+++ Supplied information

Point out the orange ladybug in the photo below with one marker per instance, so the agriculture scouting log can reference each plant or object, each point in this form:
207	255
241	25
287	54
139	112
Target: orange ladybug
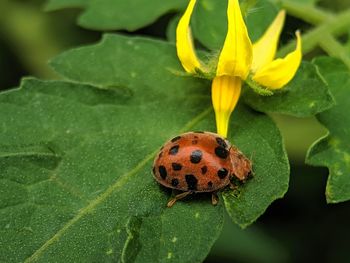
197	162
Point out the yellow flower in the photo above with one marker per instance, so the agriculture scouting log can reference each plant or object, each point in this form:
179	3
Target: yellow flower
239	60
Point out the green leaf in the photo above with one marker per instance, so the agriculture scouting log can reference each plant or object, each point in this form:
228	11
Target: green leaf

++++++

--- Problem ---
Lines with "above": find them in the data and copy each one.

--- Result ---
Point out the yellow flower in the photo above with one marker per instance, so the agriculture scouting log can reference each plant or object, each point in this form:
Point out the green leaf in the photo above with one marker per instance, so the agriculture scouting log can reference each plant or object, each point in this form:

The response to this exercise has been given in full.